Description of the task >> Please rewrite the listing below, swapping "wood siding" for "timber cladding" wherever it appears and keeping everything else the same. Leave the pictures out of your answer.
-- START --
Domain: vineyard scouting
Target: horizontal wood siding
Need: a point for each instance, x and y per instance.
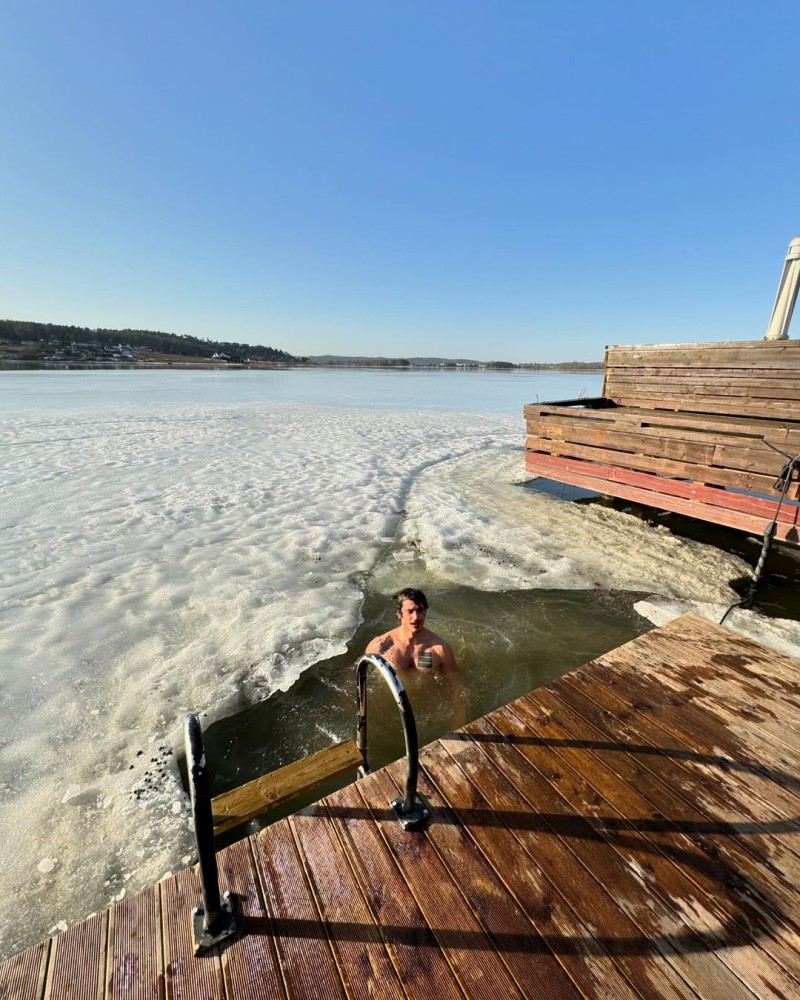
(721, 415)
(761, 378)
-- END --
Response to the exercise >>
Domain: vineyard scouting
Target: horizontal timber cladding
Need: a point for each instance, x and y per instance.
(721, 415)
(761, 378)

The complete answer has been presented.